■ **Short exercise**:
Answer these questions from the passage on split-TLB kernel patching, using its own facts.
(a) In what context did the PaX team discuss the split-TLB approach?
(b) What should be returned when kernel code is read for a data reference?
(c) Why can't the page fault handler hook be hidden by the same TLB desynchronization tactic?

The details of this approach are essentially similar in many respects to that
of any program implementing a split-TLB approach to altering page attributes
or contents based on execute or read fetches. The exact details behind how
this can be accomplished are beyond the scope of this paper, and are discussed
elsewhere, by the PaX team (in the context of implementing no-execute on
legacy platforms) [6], and by Sherri Sparks and Jamie Butler (in the context
of implementing a Windows rootkit that utilizes split-TLBs to implement
so-called ``memory cloaking'') [7]. Interested readers are encouraged to review
these references for the raw details on how the general split-TLB concept is
implemented. Although the referenced articles directly apply to x86, the
concepts apply in principle to x64 as well, and can likely be made to work on
x64 with minimal modification.
After one has established a mechanism for desynchronizing TLBs (such
as by hooking the page fault handler), the recommended approach for
this technique is to desynchronize the TLBs for any regions in the
kernel where one is performing traditional opcode-replacement-based
patching or hooking. Specifically, when kernel code is read for
execute on a page where an opcode-replacement-based patch is in
place, then the patched page should be returned. If kernel code is
read for a data reference (such as PatchGuard making a read of
kernel code to validate its integrity), then the original data
should be returned. This technique effectively hides all
modifications to kernel code to any access other than direct
execution, which prevents PatchGuard from detecting that kernel code
has been altered by a third party.
Note that in order for this approach to succeed, the hook on the page fault
handler itself must be hidden from PatchGuard. This cannot be directly
accomplished by the same TLB desynchronization tactic, as the page fault
handler must remain resident. A combined approach, such as utilizing a debug
breakpoint on the page fault handler (when coupled with a subverted debug trap
handler, perhaps via PsInvertedFunctionTable as described previously in
technique 3) along with a scheme to prevent PatchGuard from disabling
debug-register-based breakpoints (such as described in technique 5) might be
needed in order to hook the page fault handler in a manner truly transparent
to PatchGuard.

■ **Stored rows**:
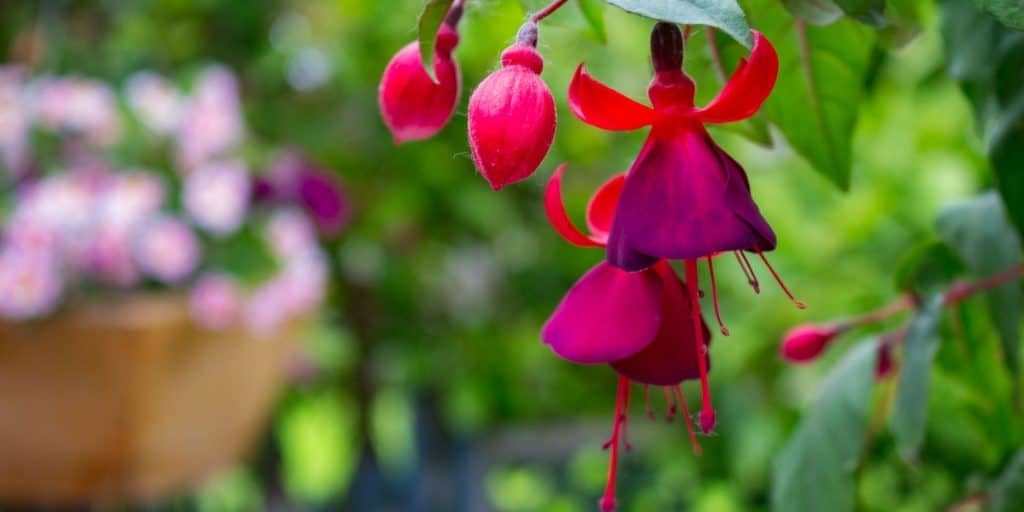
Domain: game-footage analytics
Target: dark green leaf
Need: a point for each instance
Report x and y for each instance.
(814, 471)
(724, 14)
(910, 410)
(593, 12)
(979, 231)
(1008, 493)
(1009, 12)
(430, 22)
(988, 61)
(820, 85)
(928, 267)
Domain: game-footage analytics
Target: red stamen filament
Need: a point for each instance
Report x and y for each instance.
(547, 11)
(691, 280)
(714, 295)
(744, 264)
(678, 391)
(781, 285)
(607, 502)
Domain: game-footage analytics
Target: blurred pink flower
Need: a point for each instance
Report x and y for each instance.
(156, 101)
(167, 249)
(30, 285)
(215, 301)
(212, 123)
(216, 196)
(291, 233)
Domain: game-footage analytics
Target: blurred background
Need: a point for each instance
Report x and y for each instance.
(423, 385)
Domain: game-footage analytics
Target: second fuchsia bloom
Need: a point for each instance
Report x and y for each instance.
(414, 105)
(512, 115)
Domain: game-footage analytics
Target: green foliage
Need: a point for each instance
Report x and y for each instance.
(723, 14)
(814, 470)
(909, 413)
(979, 231)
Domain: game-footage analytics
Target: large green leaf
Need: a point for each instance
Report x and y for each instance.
(724, 14)
(820, 85)
(1010, 12)
(814, 471)
(988, 61)
(430, 22)
(1007, 494)
(979, 231)
(910, 410)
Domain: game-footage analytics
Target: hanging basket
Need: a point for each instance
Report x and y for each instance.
(128, 401)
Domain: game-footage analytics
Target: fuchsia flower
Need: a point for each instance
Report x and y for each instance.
(641, 324)
(414, 105)
(512, 115)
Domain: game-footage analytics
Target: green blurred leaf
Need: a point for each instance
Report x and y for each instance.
(979, 231)
(724, 14)
(1007, 494)
(430, 23)
(814, 470)
(1009, 12)
(820, 85)
(593, 12)
(910, 409)
(988, 61)
(928, 267)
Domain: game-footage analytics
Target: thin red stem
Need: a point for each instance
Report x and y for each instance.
(547, 11)
(607, 502)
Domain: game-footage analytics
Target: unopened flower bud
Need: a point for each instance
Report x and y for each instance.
(414, 105)
(805, 343)
(512, 118)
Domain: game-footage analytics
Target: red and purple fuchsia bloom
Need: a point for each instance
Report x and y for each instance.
(683, 199)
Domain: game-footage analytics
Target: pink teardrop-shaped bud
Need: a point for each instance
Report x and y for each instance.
(805, 343)
(512, 118)
(414, 105)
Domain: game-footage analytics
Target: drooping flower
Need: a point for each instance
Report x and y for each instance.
(414, 105)
(216, 196)
(641, 324)
(512, 115)
(167, 250)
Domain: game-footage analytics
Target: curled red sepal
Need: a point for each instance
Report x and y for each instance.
(560, 220)
(604, 108)
(748, 87)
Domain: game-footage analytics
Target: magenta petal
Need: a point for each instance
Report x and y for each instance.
(671, 357)
(684, 199)
(607, 315)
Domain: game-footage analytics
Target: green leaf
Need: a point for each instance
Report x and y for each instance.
(593, 12)
(430, 23)
(814, 470)
(1009, 12)
(929, 267)
(1008, 493)
(979, 231)
(910, 410)
(988, 61)
(723, 14)
(820, 85)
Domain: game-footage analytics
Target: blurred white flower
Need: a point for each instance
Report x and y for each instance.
(217, 195)
(13, 122)
(291, 233)
(156, 101)
(215, 301)
(212, 124)
(30, 285)
(167, 250)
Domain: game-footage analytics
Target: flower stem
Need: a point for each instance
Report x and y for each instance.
(547, 11)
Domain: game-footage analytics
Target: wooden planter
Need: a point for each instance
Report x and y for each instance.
(128, 401)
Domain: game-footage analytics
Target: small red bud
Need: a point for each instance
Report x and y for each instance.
(512, 118)
(414, 105)
(805, 343)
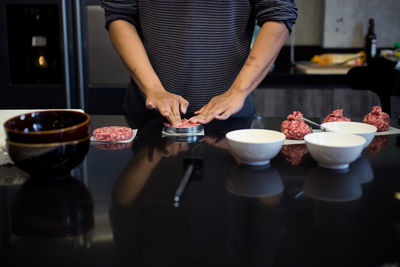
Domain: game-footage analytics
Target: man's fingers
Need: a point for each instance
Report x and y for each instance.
(184, 104)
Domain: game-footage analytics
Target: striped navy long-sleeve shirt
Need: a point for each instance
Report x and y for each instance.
(196, 47)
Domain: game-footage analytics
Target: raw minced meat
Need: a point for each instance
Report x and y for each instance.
(295, 127)
(113, 134)
(378, 118)
(294, 153)
(336, 115)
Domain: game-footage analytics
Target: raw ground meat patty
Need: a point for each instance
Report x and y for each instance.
(294, 153)
(295, 127)
(336, 115)
(113, 133)
(378, 118)
(184, 123)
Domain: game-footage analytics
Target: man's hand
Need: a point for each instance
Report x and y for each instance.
(220, 107)
(168, 104)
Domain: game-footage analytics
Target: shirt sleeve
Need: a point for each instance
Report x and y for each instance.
(276, 10)
(120, 9)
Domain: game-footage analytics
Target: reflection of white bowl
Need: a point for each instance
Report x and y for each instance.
(255, 146)
(260, 181)
(334, 150)
(332, 185)
(365, 130)
(362, 170)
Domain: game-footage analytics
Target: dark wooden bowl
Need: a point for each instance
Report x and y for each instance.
(48, 126)
(49, 159)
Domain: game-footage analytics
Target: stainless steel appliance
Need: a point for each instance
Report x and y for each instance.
(57, 54)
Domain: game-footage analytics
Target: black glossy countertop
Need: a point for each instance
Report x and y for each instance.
(117, 208)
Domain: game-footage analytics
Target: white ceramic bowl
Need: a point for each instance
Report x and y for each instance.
(255, 146)
(365, 130)
(334, 150)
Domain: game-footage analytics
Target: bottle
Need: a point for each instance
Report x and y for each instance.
(370, 41)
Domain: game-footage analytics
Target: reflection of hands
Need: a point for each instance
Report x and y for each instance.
(170, 105)
(220, 107)
(172, 149)
(216, 142)
(219, 143)
(135, 175)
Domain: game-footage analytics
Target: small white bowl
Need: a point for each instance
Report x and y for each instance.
(255, 146)
(365, 130)
(334, 150)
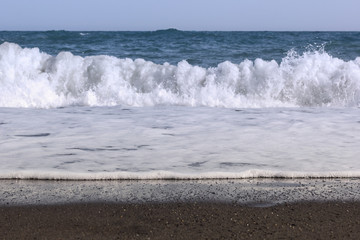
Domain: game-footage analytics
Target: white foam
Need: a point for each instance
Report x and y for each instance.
(30, 78)
(167, 175)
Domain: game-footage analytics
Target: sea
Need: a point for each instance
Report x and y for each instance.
(173, 104)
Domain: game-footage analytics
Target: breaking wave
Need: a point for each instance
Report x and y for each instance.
(30, 78)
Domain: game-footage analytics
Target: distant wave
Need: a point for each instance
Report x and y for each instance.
(30, 78)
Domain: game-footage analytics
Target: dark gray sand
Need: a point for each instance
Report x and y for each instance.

■ **Final result**:
(a) Implementing no-execute on legacy platforms.
(b) The original data.
(c) The page fault handler must remain resident.